Work to do »
1: In the Rolankay passage, what shorter name did the artist change Ronald to?
2: Copy the Rolankay passage word for word, from "Rolankay's pictorial narrative" up to and including "spirits. 21st-century animism.".

Source passage »

..........

Rolankay chose for him the name of a cult poet in the Chilean tradition. He allowed himself to be born again and baptised himself with a radiant alias. All at the same time. With that freedom, he altered a few consonants and changed Ronald, longer and perhaps less resonant, to Rolan, which sounds as direct as his paintings. The presence of the name and the strength of the brand were the important things. He did not wait for the validation of the academy nor the approval of experts to become an artist: he simply materialised his desire and signed that decision with a new identity. And now we contemplate the results of this boldness.

In two simultaneous spaces, combining drawing and painting, this exhibition seems like a risky debut, as if a rock band were to appear on the record market with a double album. But Rolankay doesn't seem to care about those ghosts. Neither fearful nor arrogant, he is fully committed to his painting and the desires that generated it. An eagerness to tell stories, to define a mythology that seems both private and universal, and to convene - without inhibitions - the modernism of Matisse with the subjectivities of Goya and the primitives of modernity, and the proto-Renaissance. A coven of his, which summons the monsters of the psyche in minimally decorated interiors or landscapes of spectral desolation.

STORIES

Rolankay's pictorial narrative features - on several occasions - solitary characters besieged by strange creatures: Perder Algo, El Rey de los Gatos, Abrazo, Cíclope, Atardeceres en el Desierto and Levitación show different variations of the encounter with the monstrous. Or with the monster that dwells within us. Or the ominous presence of a legion of invisible spirits. 21st-century animism.

..........

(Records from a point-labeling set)
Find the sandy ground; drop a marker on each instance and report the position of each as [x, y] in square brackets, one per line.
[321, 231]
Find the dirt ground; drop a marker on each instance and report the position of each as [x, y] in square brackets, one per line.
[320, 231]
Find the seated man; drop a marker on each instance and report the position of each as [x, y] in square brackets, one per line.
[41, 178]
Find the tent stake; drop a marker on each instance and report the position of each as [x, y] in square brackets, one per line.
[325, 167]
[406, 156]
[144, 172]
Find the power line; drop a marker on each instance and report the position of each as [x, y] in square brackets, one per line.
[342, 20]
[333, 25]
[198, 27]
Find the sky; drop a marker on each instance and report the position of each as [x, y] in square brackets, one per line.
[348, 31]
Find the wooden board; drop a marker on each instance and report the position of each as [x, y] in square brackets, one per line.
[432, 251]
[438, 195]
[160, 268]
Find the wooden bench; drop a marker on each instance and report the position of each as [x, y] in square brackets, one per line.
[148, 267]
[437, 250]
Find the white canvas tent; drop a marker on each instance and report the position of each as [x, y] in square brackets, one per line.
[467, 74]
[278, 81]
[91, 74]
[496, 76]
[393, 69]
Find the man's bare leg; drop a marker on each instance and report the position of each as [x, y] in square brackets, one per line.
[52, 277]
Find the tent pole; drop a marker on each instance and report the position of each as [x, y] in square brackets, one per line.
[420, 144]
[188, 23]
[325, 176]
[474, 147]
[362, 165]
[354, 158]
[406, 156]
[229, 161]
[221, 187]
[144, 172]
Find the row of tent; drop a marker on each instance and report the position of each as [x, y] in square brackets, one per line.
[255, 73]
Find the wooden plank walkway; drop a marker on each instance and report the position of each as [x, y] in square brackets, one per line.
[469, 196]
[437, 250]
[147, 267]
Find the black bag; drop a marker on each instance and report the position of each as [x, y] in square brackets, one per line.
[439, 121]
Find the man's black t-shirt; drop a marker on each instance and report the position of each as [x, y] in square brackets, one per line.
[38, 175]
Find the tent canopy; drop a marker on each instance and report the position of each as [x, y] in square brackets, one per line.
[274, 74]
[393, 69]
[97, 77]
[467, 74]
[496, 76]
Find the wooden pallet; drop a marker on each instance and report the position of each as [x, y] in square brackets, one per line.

..........

Solutions for each task »
1: Rolan

2:
Rolankay's pictorial narrative features - on several occasions - solitary characters besieged by strange creatures: Perder Algo, El Rey de los Gatos, Abrazo, Cíclope, Atardeceres en el Desierto and Levitación show different variations of the encounter with the monstrous. Or with the monster that dwells within us. Or the ominous presence of a legion of invisible spirits. 21st-century animism.